Exact copy required. Repeat the records, but keep the pictures out.
(Beginning of Data for analysis)
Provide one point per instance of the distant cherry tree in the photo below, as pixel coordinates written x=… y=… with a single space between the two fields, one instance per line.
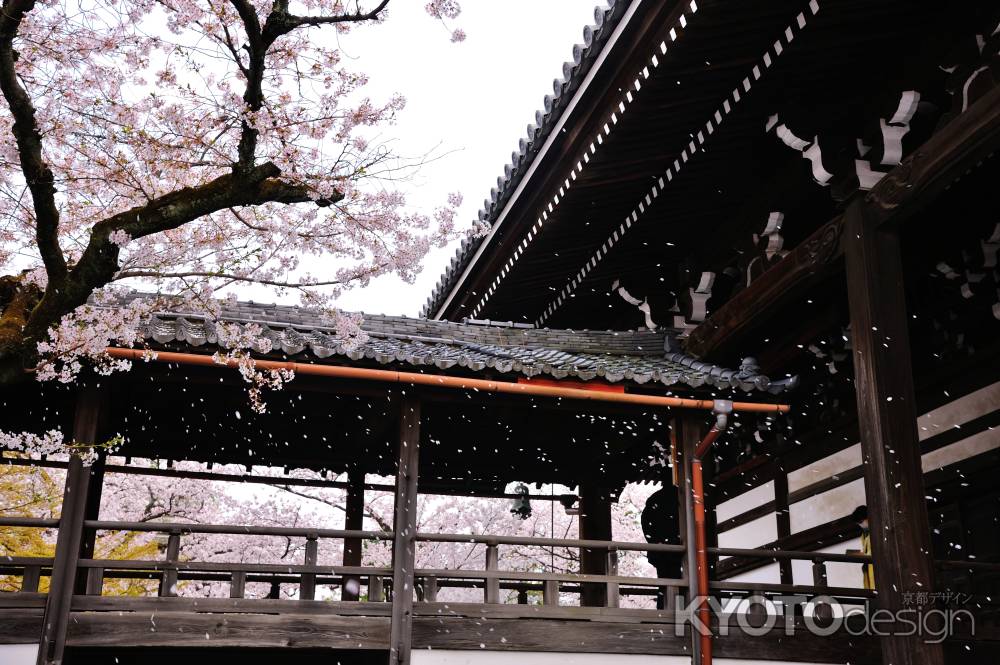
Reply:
x=188 y=147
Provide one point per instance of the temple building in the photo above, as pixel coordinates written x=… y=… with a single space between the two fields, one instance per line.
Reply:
x=746 y=252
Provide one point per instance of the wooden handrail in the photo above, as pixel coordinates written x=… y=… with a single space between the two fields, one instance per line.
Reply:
x=545 y=542
x=183 y=527
x=30 y=522
x=791 y=554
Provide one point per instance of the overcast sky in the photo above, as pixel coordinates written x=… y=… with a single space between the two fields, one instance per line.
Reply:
x=468 y=102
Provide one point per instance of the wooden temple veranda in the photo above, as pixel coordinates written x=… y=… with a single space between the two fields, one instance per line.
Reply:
x=782 y=203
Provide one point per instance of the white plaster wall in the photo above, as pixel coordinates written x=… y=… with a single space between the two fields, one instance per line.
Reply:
x=438 y=657
x=752 y=534
x=840 y=461
x=745 y=501
x=820 y=509
x=18 y=654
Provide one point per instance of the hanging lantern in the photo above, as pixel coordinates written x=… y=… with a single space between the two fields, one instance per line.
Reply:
x=522 y=506
x=568 y=502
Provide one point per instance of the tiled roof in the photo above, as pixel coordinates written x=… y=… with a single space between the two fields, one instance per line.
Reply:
x=573 y=73
x=638 y=357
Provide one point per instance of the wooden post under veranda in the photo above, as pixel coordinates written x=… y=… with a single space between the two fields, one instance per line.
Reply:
x=404 y=530
x=90 y=408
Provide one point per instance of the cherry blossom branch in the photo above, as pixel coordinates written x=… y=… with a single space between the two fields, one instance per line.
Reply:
x=155 y=274
x=37 y=174
x=99 y=262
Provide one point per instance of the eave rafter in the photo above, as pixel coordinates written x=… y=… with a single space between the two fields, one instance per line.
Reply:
x=701 y=136
x=613 y=117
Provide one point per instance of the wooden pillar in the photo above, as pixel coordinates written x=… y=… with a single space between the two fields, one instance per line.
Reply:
x=404 y=530
x=353 y=521
x=68 y=543
x=595 y=524
x=91 y=511
x=691 y=427
x=887 y=421
x=783 y=521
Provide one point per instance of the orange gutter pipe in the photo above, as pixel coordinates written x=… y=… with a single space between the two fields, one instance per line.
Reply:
x=443 y=381
x=722 y=410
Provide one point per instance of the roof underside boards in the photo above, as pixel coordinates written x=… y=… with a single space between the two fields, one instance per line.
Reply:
x=632 y=357
x=737 y=62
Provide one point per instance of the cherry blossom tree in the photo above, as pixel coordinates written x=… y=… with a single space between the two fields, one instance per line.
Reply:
x=194 y=146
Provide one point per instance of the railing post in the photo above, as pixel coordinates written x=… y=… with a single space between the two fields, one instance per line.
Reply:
x=430 y=589
x=30 y=578
x=376 y=589
x=354 y=515
x=595 y=524
x=783 y=521
x=550 y=593
x=612 y=568
x=819 y=573
x=822 y=611
x=307 y=585
x=237 y=586
x=492 y=586
x=168 y=585
x=669 y=597
x=95 y=582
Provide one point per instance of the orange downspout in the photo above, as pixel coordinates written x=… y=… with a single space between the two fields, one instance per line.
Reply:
x=722 y=411
x=442 y=381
(End of Data for analysis)
**Exercise answer**
Provide one point per instance of the distant cherry tree in the photo below, as pixel coordinates written x=… y=… with a single space between the two fields, one instance per line.
Reply:
x=188 y=147
Provide one point per instance of the temple building in the photo above, as pixel coordinates written x=… y=… with a single space between the two fields, one instance per line.
Reply:
x=746 y=252
Provide one point per instance of the wooden handrail in the photo above, as pixel coordinates written x=… y=… with a single space between the two fields, one instance per line.
Reply:
x=545 y=542
x=183 y=527
x=30 y=522
x=791 y=554
Provide one point per instance of the overcast sky in the photo above, as pixel coordinates written x=… y=… with a single space between the two fields, one instance per line.
Reply:
x=468 y=102
Provide one point per instance of the wooden temple veranda in the photo above, as pixel coordinates written x=… y=… with a single space between the two fields, one instance per line.
Reply:
x=782 y=203
Provide one point per instance of the white plaster wall in the photo above, as pixel coordinates written x=… y=… with a single space between the two fields, one instance per line.
Reply:
x=438 y=657
x=752 y=534
x=840 y=461
x=745 y=501
x=820 y=509
x=18 y=654
Provide one point per instance of the hanging lantern in the photo above, as pixel coordinates written x=… y=… with a single space between the two fields, one instance per line.
Reply:
x=522 y=506
x=568 y=502
Provide one point per instance of the tiled roof in the photo above, as pixel coordinates written x=… y=… with a single space between the two fields, one instance per line.
Reply:
x=573 y=73
x=638 y=357
Provide one point per instance of the wooden post under veranda in the photo above, as pixel coordinates written x=… y=… with a single space between the two fields, one instance per line.
Reply:
x=404 y=530
x=90 y=408
Provide one point per instance of the cherry blossom branch in the photo above, as pixel coordinates written x=… y=… with a single space between the two fields, one instance per line.
Reply:
x=155 y=274
x=37 y=174
x=99 y=262
Provide one point per instance of the eave rafter in the photo above, as pixel coordinates written x=… y=… with a single space between the two fields, one instance per line.
Reply:
x=701 y=136
x=613 y=117
Provide one point per instance of the wooden pillar in the photo above, as pixel coordinates written x=… y=… with a single space between the two fields, one instance per line.
Reply:
x=404 y=530
x=353 y=521
x=68 y=543
x=595 y=524
x=91 y=511
x=691 y=427
x=887 y=421
x=783 y=521
Provide one point per instance of the orange gutter pipe in the photo above, as pixel coordinates written x=… y=… with a single space between the two fields, one instance per line.
Reply:
x=443 y=381
x=722 y=410
Provide one point per instance of the roof underside boards in the photo above, as pixel coordinates written x=… y=… with a single space between the two fields, one instance per line.
Reply:
x=632 y=357
x=737 y=62
Provide one point per instance of the cherry blossom tree in the photo above, as pixel coordinates written x=… y=… with a single space between the two fields, one instance per line.
Reply:
x=194 y=146
Provide one point per instance of the railing post in the photo above, as pixel coordinates written x=… y=… with a single space between the two fields, one instance per line.
Reply:
x=430 y=589
x=30 y=578
x=376 y=589
x=354 y=515
x=595 y=524
x=783 y=521
x=550 y=593
x=612 y=568
x=819 y=573
x=822 y=611
x=307 y=585
x=237 y=586
x=492 y=586
x=168 y=585
x=669 y=597
x=95 y=582
Provide one point per instance of the orange downspout in the photo above, as pixel coordinates written x=… y=… with a single space between the two fields, one instance per line.
Reply:
x=722 y=411
x=442 y=381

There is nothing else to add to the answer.